2019-08-30 11:48:51 | 日記・エッセイ・コラム
今日は「魚眼石(アポフィライト)」です。このブログでは初期の頃によく登場していた鉱物ですが、最近は、ほとんど登場していなかったと思います。さらに、ブログ内検索で調べてみると、タイトルにするのも初めてのようです。今更ながらの魚眼石ですが、私もビギナーの頃から、好きな鉱物のひとつでした。それは、水晶以上の透明感がある事と、その美しさに対して比較的安価なものが多く、コレクションし易い鉱物だったからだと思います。

ただ、ひとつだけ気に入らない事がありまして、魚眼石という和名には何となく抵抗感がありました。それは Fish-eye stoneという別名を明治時代の学者が直訳しただけの事であって、私には魚の眼のようには見えません。もっとも、 英名のApophyllite アポフィライトは「葉片状に剥がれる石」という意味で、劈開の事を表している相応しい命名だと思います。

実施する課題:
1. 本文の中で、魚眼石を指す名称として用いられている表記をすべて挙げてください。
2. エントリーのうち、「stove」という語を含む行の数を答えてください。数字のみで回答してください。

提供エントリー:

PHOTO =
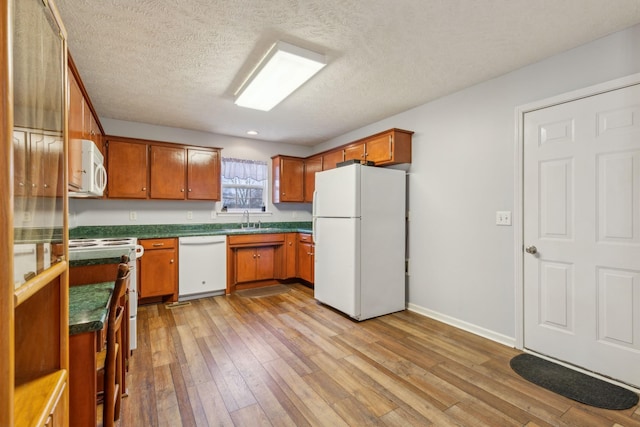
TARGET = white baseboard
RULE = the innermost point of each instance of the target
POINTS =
(465, 326)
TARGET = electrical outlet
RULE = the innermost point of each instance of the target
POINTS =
(503, 217)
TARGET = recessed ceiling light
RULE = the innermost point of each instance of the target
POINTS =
(283, 69)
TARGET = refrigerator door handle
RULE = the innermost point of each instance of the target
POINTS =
(313, 213)
(314, 203)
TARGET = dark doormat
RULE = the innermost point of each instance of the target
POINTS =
(573, 384)
(265, 291)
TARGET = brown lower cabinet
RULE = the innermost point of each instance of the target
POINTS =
(158, 269)
(255, 264)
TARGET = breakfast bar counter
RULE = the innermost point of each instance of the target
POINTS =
(88, 309)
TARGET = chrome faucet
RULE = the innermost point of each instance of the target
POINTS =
(246, 212)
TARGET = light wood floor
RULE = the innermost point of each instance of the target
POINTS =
(288, 361)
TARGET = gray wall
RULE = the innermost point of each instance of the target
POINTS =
(116, 212)
(462, 264)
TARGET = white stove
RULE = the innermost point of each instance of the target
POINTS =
(87, 249)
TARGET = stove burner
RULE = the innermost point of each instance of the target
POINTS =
(82, 245)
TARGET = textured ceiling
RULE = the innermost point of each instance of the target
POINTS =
(177, 62)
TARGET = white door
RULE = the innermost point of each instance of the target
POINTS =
(337, 193)
(582, 215)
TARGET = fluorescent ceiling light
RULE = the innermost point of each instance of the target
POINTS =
(283, 69)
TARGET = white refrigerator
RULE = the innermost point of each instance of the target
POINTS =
(359, 235)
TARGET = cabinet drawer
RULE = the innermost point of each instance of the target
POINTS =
(158, 243)
(307, 238)
(253, 239)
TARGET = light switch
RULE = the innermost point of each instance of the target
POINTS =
(503, 217)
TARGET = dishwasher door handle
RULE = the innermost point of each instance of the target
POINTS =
(194, 242)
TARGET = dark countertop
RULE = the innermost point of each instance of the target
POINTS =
(88, 306)
(184, 230)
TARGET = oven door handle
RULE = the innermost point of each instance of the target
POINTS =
(139, 251)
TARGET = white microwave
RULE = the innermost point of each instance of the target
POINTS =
(94, 175)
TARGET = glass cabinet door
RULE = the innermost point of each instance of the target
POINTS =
(38, 139)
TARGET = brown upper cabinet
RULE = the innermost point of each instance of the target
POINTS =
(127, 166)
(83, 124)
(294, 177)
(356, 151)
(311, 166)
(389, 148)
(141, 169)
(288, 179)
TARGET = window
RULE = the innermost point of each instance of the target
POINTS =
(244, 184)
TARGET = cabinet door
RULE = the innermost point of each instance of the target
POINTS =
(355, 151)
(311, 166)
(329, 160)
(53, 162)
(265, 258)
(203, 175)
(126, 170)
(245, 265)
(158, 272)
(94, 131)
(20, 167)
(167, 172)
(75, 125)
(380, 149)
(291, 255)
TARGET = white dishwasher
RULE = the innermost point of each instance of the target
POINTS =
(202, 266)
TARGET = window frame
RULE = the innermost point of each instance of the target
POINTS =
(237, 185)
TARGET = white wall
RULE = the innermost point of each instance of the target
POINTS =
(462, 264)
(116, 212)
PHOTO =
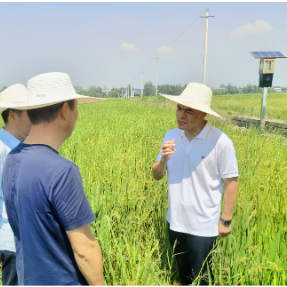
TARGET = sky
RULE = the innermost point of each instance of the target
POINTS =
(108, 44)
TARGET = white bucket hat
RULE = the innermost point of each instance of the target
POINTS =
(48, 89)
(15, 93)
(196, 96)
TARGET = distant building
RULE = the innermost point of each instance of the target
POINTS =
(277, 89)
(106, 91)
(126, 94)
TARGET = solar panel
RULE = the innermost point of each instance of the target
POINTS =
(272, 54)
(268, 54)
(256, 54)
(279, 54)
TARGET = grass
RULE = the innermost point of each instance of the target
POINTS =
(115, 144)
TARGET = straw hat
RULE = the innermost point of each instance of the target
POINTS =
(48, 89)
(15, 93)
(196, 96)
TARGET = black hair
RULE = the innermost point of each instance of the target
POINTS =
(47, 114)
(5, 114)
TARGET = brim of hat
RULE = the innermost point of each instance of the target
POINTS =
(178, 100)
(41, 103)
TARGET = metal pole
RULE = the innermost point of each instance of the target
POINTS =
(141, 84)
(134, 85)
(205, 44)
(156, 74)
(263, 107)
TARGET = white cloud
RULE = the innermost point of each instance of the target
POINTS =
(164, 49)
(258, 27)
(129, 47)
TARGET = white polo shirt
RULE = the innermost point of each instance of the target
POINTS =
(195, 180)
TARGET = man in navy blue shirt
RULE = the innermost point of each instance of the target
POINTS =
(46, 204)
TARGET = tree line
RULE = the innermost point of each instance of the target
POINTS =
(150, 90)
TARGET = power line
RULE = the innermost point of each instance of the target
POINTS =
(144, 68)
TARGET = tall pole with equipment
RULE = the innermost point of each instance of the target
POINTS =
(134, 85)
(205, 44)
(141, 83)
(266, 73)
(157, 58)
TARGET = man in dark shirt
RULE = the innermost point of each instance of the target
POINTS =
(46, 204)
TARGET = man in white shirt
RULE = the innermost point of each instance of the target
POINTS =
(200, 159)
(17, 127)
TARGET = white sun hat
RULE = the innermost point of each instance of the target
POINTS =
(196, 96)
(48, 89)
(15, 93)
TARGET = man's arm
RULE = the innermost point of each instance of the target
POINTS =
(87, 254)
(159, 168)
(230, 196)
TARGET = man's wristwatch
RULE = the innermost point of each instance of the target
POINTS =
(226, 223)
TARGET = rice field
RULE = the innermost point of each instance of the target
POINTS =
(115, 144)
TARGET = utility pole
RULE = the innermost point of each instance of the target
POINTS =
(157, 58)
(205, 43)
(141, 83)
(134, 85)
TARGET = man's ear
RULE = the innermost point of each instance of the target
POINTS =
(63, 111)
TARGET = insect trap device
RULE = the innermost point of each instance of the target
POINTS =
(267, 66)
(266, 72)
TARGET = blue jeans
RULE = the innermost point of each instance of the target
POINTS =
(9, 273)
(190, 252)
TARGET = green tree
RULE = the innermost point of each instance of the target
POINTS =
(95, 92)
(149, 89)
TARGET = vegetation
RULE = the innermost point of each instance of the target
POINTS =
(149, 89)
(131, 206)
(250, 105)
(171, 89)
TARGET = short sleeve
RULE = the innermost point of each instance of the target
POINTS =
(69, 200)
(227, 161)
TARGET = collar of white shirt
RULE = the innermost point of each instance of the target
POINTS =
(203, 134)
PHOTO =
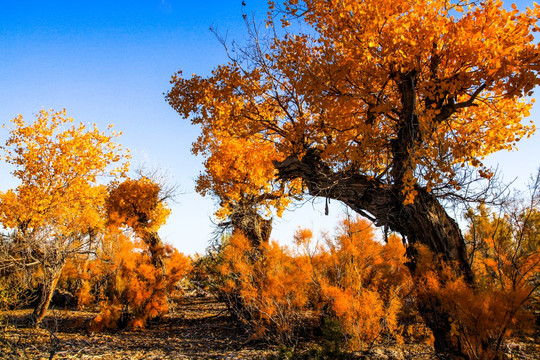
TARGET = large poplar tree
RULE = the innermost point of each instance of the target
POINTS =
(387, 106)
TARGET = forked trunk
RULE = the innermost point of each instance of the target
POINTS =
(423, 222)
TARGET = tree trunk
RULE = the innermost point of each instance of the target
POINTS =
(50, 279)
(156, 248)
(254, 227)
(423, 222)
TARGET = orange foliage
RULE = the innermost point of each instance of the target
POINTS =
(484, 315)
(137, 290)
(354, 279)
(137, 204)
(364, 282)
(339, 90)
(267, 287)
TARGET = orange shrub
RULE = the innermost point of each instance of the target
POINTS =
(267, 287)
(362, 282)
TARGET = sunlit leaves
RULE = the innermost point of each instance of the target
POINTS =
(337, 89)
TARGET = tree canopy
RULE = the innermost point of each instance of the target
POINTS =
(385, 106)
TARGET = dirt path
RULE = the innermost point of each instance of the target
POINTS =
(199, 329)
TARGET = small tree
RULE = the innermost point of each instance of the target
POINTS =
(57, 210)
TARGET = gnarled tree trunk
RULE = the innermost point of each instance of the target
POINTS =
(51, 275)
(423, 222)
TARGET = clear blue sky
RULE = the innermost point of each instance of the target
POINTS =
(111, 62)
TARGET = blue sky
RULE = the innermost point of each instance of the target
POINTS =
(111, 62)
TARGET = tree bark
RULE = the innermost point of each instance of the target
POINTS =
(423, 222)
(155, 245)
(50, 279)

解答一覧:
1. 魚眼石、アポフィライト、Fish-eye stone、Apophyllite

2. 2